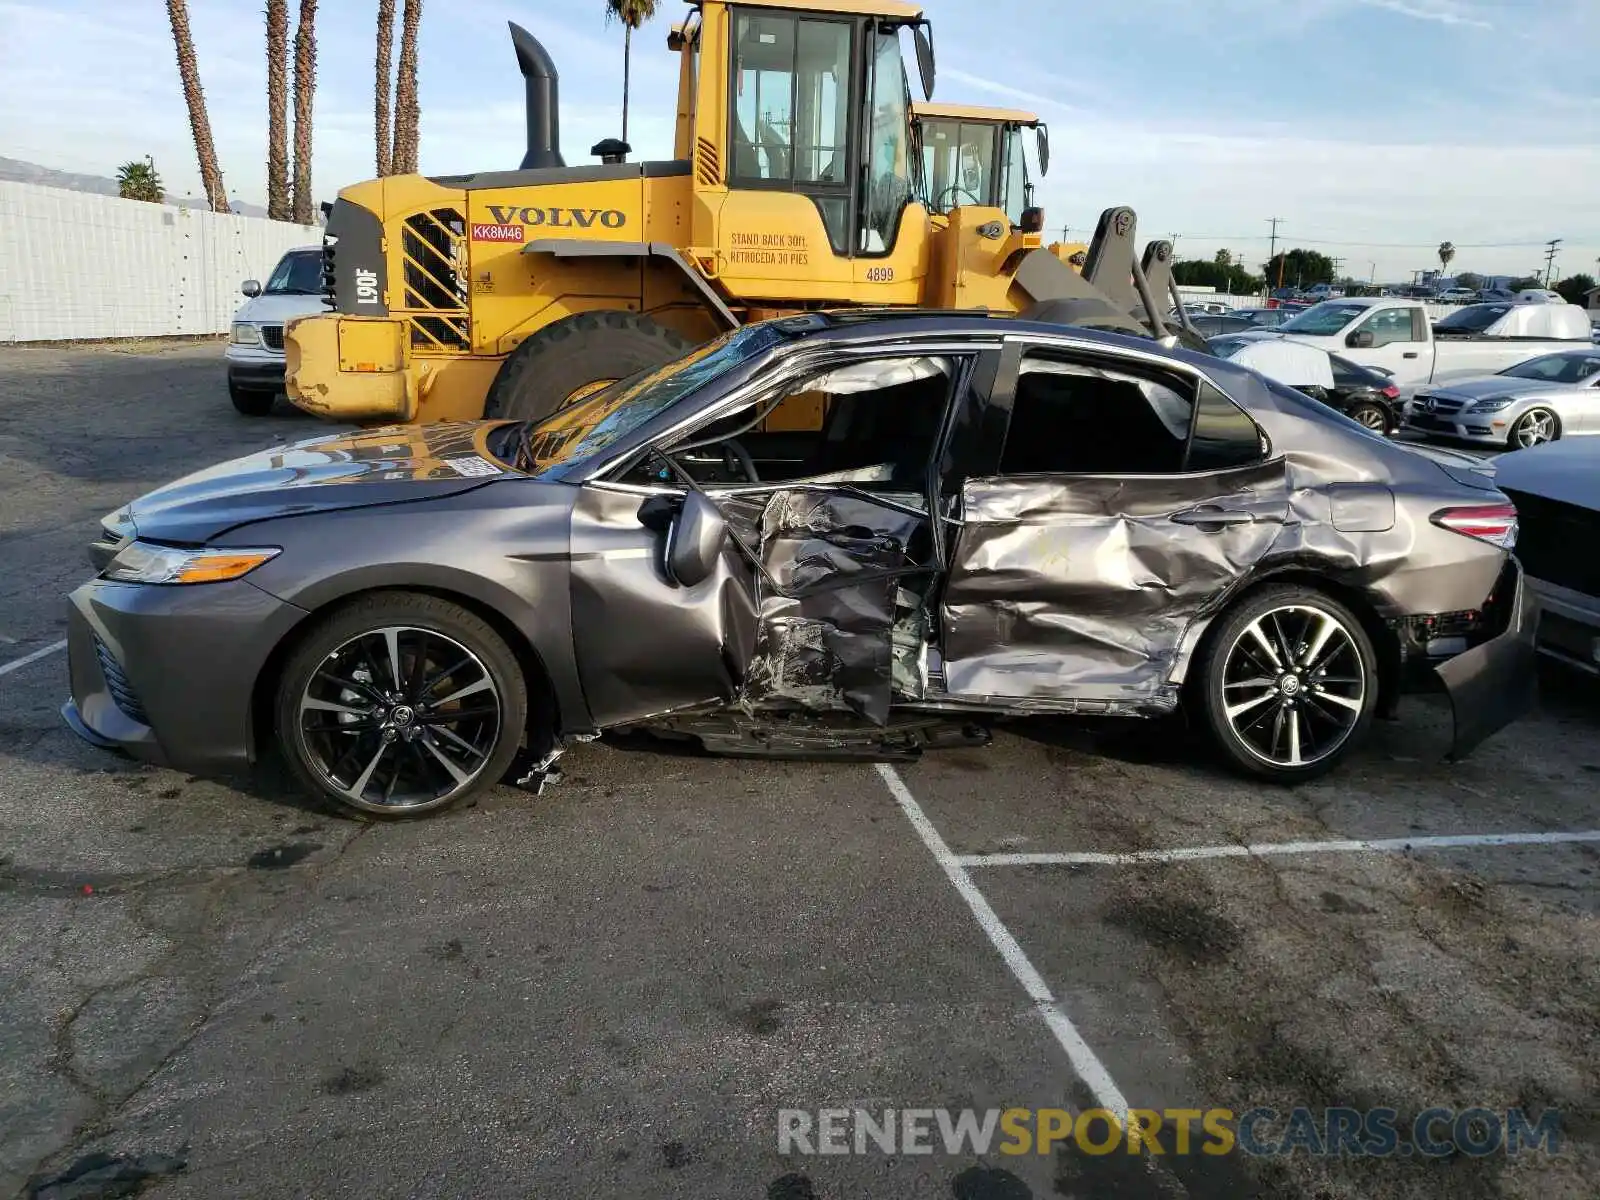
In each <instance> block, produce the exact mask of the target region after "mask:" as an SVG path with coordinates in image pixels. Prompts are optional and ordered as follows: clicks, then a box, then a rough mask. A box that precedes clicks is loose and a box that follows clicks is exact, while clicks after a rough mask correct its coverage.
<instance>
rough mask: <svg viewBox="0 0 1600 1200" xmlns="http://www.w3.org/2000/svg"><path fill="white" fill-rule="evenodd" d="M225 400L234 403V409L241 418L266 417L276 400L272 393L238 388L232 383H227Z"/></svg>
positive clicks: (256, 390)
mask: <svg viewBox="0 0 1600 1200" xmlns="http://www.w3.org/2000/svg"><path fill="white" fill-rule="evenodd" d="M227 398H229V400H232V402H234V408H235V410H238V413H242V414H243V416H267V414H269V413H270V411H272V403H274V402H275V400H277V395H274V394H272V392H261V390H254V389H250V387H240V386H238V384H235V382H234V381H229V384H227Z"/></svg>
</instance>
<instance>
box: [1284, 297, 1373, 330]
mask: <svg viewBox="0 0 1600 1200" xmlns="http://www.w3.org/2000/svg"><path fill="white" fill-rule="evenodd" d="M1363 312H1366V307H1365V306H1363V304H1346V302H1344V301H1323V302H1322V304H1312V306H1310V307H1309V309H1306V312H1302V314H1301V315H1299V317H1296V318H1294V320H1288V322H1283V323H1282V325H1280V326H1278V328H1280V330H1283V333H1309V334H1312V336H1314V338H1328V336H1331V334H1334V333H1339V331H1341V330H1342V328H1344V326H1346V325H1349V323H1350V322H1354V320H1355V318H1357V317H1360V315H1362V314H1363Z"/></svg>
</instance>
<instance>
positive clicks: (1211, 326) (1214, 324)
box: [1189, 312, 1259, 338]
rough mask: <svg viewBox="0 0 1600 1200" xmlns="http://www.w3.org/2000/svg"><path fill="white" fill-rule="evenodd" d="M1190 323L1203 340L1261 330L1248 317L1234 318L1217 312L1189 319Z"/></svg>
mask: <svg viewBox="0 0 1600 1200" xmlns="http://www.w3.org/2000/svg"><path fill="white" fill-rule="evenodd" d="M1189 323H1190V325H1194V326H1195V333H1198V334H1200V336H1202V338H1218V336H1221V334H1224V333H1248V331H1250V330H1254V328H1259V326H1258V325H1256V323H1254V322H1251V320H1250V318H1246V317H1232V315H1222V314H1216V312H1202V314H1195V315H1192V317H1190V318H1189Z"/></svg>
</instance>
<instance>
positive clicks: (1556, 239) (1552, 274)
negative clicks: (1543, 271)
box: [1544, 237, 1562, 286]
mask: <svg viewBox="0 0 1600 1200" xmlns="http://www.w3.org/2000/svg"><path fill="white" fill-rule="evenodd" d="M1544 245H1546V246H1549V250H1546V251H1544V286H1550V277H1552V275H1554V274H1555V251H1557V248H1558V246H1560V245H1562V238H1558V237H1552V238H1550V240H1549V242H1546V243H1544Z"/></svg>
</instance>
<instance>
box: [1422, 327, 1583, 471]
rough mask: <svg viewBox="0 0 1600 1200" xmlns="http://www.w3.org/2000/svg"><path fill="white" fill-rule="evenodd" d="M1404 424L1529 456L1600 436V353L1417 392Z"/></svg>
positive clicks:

================

▶ WORK REQUEST: How many lines in the rows above contain the string "positive"? Case matters; answer with the number alone.

▶ FINISHED EXERCISE: 4